Collected data
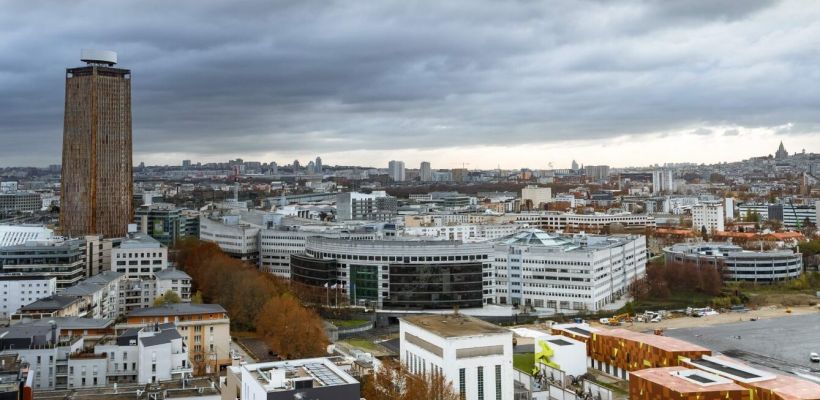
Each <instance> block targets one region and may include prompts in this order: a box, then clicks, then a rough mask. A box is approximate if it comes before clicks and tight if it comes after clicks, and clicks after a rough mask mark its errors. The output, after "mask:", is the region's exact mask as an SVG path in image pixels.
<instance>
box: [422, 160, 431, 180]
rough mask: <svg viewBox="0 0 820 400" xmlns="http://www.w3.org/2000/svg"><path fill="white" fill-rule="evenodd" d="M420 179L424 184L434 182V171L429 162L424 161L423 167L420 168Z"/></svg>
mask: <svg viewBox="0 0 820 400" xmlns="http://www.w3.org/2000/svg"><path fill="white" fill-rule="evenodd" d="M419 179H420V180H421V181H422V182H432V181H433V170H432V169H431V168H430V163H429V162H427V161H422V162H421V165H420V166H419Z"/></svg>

--

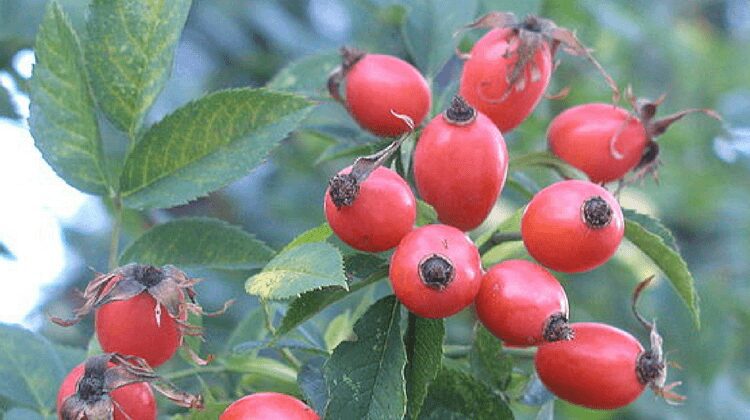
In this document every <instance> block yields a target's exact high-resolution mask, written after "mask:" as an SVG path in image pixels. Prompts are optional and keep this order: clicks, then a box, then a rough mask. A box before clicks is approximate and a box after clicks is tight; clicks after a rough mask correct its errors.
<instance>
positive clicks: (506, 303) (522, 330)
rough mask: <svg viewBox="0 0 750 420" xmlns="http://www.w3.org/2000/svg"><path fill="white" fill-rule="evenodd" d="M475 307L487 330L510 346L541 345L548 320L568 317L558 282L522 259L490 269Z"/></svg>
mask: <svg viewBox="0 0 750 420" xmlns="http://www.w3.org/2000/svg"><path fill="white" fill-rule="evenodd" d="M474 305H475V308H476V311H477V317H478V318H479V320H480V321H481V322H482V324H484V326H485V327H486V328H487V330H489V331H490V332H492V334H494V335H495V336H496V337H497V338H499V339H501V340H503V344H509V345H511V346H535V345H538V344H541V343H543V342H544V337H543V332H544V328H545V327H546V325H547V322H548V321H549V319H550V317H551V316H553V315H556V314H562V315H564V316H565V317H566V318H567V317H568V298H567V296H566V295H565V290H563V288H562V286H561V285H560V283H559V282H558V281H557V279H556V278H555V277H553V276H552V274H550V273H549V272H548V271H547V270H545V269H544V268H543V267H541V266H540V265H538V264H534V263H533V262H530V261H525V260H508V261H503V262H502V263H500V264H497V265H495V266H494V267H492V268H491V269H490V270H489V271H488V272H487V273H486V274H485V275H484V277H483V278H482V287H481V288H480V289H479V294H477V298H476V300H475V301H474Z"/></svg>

• [WORK REQUEST]
What is needed is a verbatim copy of every line in the records above from the one containing "In this document" down to the one containing "positive clicks: (506, 303) (522, 330)", both included, and nothing more.

• [EXERCISE OUTPUT]
In this document every <instance> block yields a target's exact high-resolution mask, written after "mask:" as an SVG path in image pixels. Prompts are optional and keep this order: clicks, then a box, then a rough mask. A box before clicks is approximate and a box after clicks is tight; clicks after a rough mask correct its errors.
<instance>
positive clicks: (506, 303) (522, 330)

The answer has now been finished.